### Vorgegebene Aufgabe a
Welche Gebühr nimmt die Gemeindevertreterin laut dem Lesetext ein, damit im Park gezeltet werden kann?

### Lesetext
__________________________________________________
Vergessen werden wir nicht…

.. den Lehrer aus Estland, der mit seiner Familie in Sigulda/Lettland mit uns auf dem Campingplatz Urlaub macht. Für ihn ist es vermutlich eine Fernreise. Er ist sichtlich berührt von unserem Lebensentwurf.

… die Gemeindevertreterin, die die Gebühr von €5.20 einnimmt, damit wir im Park zelten können. Als Willkommen bringt sie einen Beutel bester Bauernäpfel mit. Der Apfel scheint die Frucht der Lettländer und Litauer, die sie gern teilen. Da lacht Rolfi’s Herz.

… die beiden Damen, die jeder einen Laden auf dem Lande in Lettland führen. Die eine verkauft uns einen Becher löslichen Kaffee, die andere einen Yoghurt und ein Minidessert für 25ct, welches sie lecker findet.
__________________________________________________
### Datenzeilen
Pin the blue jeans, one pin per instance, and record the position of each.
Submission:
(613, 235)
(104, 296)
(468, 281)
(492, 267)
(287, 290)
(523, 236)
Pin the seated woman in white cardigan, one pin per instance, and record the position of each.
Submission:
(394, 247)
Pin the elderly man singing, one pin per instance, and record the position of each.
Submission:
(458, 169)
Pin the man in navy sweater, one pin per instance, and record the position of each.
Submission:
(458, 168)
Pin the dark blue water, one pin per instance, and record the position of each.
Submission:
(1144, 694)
__________________________________________________
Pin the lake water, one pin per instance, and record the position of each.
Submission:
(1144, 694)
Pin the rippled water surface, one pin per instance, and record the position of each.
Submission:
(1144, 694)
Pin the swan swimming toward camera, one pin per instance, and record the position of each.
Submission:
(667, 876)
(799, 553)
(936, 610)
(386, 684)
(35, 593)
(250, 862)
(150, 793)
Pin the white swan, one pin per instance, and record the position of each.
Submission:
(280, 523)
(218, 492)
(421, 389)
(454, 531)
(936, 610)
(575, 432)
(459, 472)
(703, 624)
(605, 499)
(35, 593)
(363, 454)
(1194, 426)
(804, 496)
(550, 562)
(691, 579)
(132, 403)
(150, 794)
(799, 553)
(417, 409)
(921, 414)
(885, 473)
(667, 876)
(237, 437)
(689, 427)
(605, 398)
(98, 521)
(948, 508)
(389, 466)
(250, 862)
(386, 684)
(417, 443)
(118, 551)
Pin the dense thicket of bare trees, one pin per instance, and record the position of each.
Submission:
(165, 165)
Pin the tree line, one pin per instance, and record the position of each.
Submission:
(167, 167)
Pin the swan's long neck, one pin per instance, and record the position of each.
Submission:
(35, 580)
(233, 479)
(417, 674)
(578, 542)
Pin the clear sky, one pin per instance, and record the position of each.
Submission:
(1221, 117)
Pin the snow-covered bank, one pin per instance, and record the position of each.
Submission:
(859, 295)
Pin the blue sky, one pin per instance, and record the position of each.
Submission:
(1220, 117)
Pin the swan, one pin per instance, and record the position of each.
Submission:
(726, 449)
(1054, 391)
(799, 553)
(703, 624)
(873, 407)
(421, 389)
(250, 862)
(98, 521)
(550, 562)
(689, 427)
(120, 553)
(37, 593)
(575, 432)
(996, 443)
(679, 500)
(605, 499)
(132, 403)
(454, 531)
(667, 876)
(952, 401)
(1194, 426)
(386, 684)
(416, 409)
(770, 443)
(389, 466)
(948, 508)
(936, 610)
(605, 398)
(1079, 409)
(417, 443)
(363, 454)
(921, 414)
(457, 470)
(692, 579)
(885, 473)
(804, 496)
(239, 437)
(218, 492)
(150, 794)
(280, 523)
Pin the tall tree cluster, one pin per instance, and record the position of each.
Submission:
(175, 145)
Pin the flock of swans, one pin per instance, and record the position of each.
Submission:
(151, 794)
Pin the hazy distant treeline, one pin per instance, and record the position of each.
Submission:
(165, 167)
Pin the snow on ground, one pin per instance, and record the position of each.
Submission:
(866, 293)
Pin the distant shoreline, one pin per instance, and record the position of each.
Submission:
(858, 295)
__________________________________________________
### Vorgegebene Aufgabe b
Geben Sie aus den Datensätzen die Zeilen von der Zeile mit „Pin the dense“ bis zur Zeile mit „(1220, 117)“ unverändert aus, beide Zeilen eingeschlossen.

### Lösung der Übung a
Sie nimmt eine Gebühr von €5.20 ein.

### Lösung der Übung b
Pin the dense thicket of bare trees, one pin per instance, and record the position of each.
Submission:
(165, 165)
Pin the tree line, one pin per instance, and record the position of each.
Submission:
(167, 167)
Pin the swan's long neck, one pin per instance, and record the position of each.
Submission:
(35, 580)
(233, 479)
(417, 674)
(578, 542)
Pin the clear sky, one pin per instance, and record the position of each.
Submission:
(1221, 117)
Pin the snow-covered bank, one pin per instance, and record the position of each.
Submission:
(859, 295)
Pin the blue sky, one pin per instance, and record the position of each.
Submission:
(1220, 117)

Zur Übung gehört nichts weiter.